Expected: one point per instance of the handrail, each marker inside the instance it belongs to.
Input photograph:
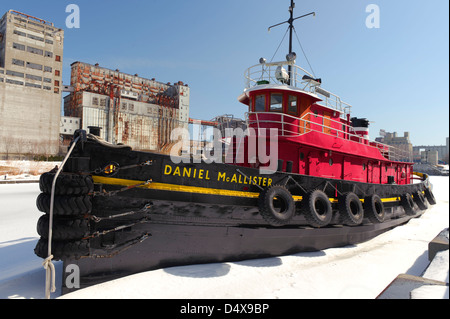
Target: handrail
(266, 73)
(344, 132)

● ● ● ●

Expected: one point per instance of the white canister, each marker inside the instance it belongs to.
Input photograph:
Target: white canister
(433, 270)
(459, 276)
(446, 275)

● ● ● ●

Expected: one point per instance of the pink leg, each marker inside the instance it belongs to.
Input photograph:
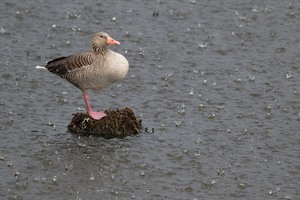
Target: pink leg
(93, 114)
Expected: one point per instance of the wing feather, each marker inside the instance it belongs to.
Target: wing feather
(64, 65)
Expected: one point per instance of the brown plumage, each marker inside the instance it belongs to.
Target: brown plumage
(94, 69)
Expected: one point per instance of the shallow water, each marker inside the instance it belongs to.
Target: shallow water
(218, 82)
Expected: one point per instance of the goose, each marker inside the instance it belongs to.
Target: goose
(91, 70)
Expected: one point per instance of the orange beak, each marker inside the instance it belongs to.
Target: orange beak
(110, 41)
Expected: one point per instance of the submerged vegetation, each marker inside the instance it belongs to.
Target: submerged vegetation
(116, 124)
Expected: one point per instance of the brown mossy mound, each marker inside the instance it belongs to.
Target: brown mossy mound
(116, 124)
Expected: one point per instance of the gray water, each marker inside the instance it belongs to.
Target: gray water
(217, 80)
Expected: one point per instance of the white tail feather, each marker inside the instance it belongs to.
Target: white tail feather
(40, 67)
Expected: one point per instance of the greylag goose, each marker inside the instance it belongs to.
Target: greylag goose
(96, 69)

● ● ● ●

Task details
When you reach the line in the material above that holds "Expected: one point per instance of the shallow", begin reproducing lines exactly, and stop after the line that holds "Expected: one point per instance of the white tail".

Answer box
Expected: one point per instance of the shallow water, each marker inside the instance it belongs to.
Target: shallow water
(218, 82)
Expected: one point per instance of the goose, each marker inside the instance it belongs to.
Target: goose
(91, 70)
Expected: one point per instance of the orange beak, each marker inside the instance it belongs to.
Target: orange beak
(110, 41)
Expected: one point per instance of the submerged vegetation, each marker inside the instance it belongs to.
Target: submerged vegetation
(116, 124)
Expected: one point per instance of the brown mossy mound, each marker inside the instance it belongs to.
Target: brown mossy mound
(116, 124)
Expected: one point per instance of the gray water, each marker inside the instance it belongs to.
Target: gray water
(217, 80)
Expected: one point per instance of the white tail feather, each marker inside the instance it belongs to.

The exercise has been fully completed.